◆ Source data
-*-*-

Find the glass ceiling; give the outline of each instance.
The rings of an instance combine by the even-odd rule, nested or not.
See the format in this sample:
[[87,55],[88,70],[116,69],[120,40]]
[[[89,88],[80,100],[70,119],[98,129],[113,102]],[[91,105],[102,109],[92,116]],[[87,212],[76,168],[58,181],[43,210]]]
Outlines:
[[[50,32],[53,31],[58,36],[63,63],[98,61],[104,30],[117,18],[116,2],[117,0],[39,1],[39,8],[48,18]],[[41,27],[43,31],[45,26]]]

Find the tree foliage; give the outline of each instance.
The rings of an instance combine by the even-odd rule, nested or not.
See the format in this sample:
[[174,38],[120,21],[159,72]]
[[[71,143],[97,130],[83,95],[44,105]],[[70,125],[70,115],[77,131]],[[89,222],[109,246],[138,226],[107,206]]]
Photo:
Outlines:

-*-*-

◆ DO THIS
Copy out all the entries above, substituting "outline of every instance" for every "outline of each instance" and leaving everything else untouched.

◆ OUTPUT OF THE TASK
Find the glass ceiling; give the outline of every instance.
The rings of an instance combine by the even-odd rule, nested or not.
See the format in this sample:
[[87,55],[88,70],[116,69],[120,40]]
[[[89,88],[80,100],[70,119],[98,129],[113,102]],[[91,105],[102,109],[92,116]],[[87,212],[76,168],[58,181],[43,210]]]
Outlines:
[[[50,32],[53,31],[58,36],[63,63],[98,61],[104,30],[117,18],[116,2],[117,0],[39,1],[39,8],[48,18]],[[41,27],[43,31],[45,26]]]

Find the tree foliage; give the outline of every instance.
The rings of an instance combine by the even-odd rule, nested or not.
See the format in this sample:
[[174,38],[120,21],[159,72]]
[[[71,143],[97,130],[83,95],[44,105]],[[70,125],[70,115],[77,131]],[[89,222],[109,246],[138,226],[107,206]]]
Photo:
Outlines:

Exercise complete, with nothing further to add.